▽
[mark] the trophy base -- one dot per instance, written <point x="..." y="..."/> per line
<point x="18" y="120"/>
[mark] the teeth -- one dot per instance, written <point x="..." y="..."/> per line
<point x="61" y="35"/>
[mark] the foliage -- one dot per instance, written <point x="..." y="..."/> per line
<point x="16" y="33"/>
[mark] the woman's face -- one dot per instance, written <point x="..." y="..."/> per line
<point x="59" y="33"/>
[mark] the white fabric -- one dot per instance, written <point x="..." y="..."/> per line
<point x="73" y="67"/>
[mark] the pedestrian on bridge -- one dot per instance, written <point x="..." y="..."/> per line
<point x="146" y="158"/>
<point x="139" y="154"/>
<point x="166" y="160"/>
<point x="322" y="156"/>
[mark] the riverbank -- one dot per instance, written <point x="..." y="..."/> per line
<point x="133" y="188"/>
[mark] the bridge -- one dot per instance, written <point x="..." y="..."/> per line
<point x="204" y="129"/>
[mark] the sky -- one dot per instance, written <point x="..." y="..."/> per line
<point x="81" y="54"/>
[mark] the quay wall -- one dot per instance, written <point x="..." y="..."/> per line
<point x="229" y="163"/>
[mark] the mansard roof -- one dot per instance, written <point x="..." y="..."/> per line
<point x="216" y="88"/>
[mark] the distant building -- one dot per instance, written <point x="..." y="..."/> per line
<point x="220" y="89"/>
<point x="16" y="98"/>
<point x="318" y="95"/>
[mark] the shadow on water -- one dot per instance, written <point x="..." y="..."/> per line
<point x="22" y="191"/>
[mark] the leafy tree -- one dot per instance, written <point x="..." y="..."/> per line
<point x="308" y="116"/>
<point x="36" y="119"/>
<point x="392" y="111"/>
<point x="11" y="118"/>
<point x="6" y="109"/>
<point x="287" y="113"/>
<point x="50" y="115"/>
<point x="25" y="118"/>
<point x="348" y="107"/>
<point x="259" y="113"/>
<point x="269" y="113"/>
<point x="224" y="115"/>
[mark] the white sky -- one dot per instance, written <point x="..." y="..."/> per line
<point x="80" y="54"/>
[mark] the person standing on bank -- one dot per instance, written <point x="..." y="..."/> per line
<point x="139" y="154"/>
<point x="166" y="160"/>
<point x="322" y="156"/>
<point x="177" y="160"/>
△
[WHAT YOU SHOULD DO]
Rewrite every line of the records above as a Markdown table with the columns No and Line. Number the rows and leave out blank lines.

[EXERCISE RESPONSE]
| No | Line |
|---|---|
| 1 | [mark] the trophy base -- one dot per instance, written <point x="..." y="..."/> per line |
| 2 | <point x="18" y="120"/> |
| 3 | [mark] the teeth -- one dot per instance, written <point x="..." y="..."/> per line |
| 4 | <point x="61" y="35"/> |
| 5 | [mark] the foliage -- one dot per instance, written <point x="..." y="..."/> per line |
| 6 | <point x="16" y="33"/> |
| 7 | [mark] the woman's face -- one dot per instance, written <point x="..." y="..."/> per line |
| 8 | <point x="59" y="33"/> |
| 9 | [mark] the white fabric -- one dot per instance, written <point x="..." y="..."/> per line |
| 10 | <point x="73" y="67"/> |
| 11 | [mark] the pedestrian on bridge -- one dot per instance, written <point x="..." y="..."/> per line |
| 12 | <point x="146" y="158"/> |
| 13 | <point x="139" y="154"/> |
| 14 | <point x="166" y="160"/> |
| 15 | <point x="322" y="156"/> |
| 16 | [mark] the riverbank -- one dot per instance, written <point x="..." y="..."/> per line |
| 17 | <point x="133" y="188"/> |
| 18 | [mark] the bridge -- one dot per instance, written <point x="..." y="..."/> per line |
| 19 | <point x="204" y="129"/> |
| 20 | [mark] the sky -- one dot per instance, written <point x="..." y="..."/> per line |
| 21 | <point x="81" y="54"/> |
| 22 | [mark] the quay wall -- one dot per instance, written <point x="..." y="..."/> per line |
| 23 | <point x="229" y="163"/> |
| 24 | [mark] the mansard roof -- one dot per instance, written <point x="..." y="..."/> per line |
| 25 | <point x="216" y="88"/> |
| 26 | [mark] the distant building -- one dot per instance, written <point x="..." y="..."/> per line |
| 27 | <point x="220" y="89"/> |
| 28 | <point x="16" y="98"/> |
| 29 | <point x="318" y="95"/> |
| 30 | [mark] the shadow on water -- one dot per instance, written <point x="..." y="..."/> per line |
| 31 | <point x="22" y="191"/> |
| 32 | [mark] the leafy tree -- one dot per instance, written <point x="..." y="..."/> per line |
| 33 | <point x="308" y="116"/> |
| 34 | <point x="36" y="119"/> |
| 35 | <point x="392" y="111"/> |
| 36 | <point x="11" y="118"/> |
| 37 | <point x="6" y="109"/> |
| 38 | <point x="287" y="113"/> |
| 39 | <point x="50" y="115"/> |
| 40 | <point x="25" y="118"/> |
| 41 | <point x="348" y="107"/> |
| 42 | <point x="259" y="113"/> |
| 43 | <point x="269" y="113"/> |
| 44 | <point x="224" y="115"/> |
| 45 | [mark] the white sky -- one dot per instance, written <point x="..." y="..."/> per line |
| 46 | <point x="80" y="54"/> |
| 47 | [mark] the person standing on bank -- one dot per instance, written <point x="..." y="..."/> per line |
| 48 | <point x="139" y="154"/> |
| 49 | <point x="166" y="160"/> |
| 50 | <point x="322" y="156"/> |
| 51 | <point x="177" y="160"/> |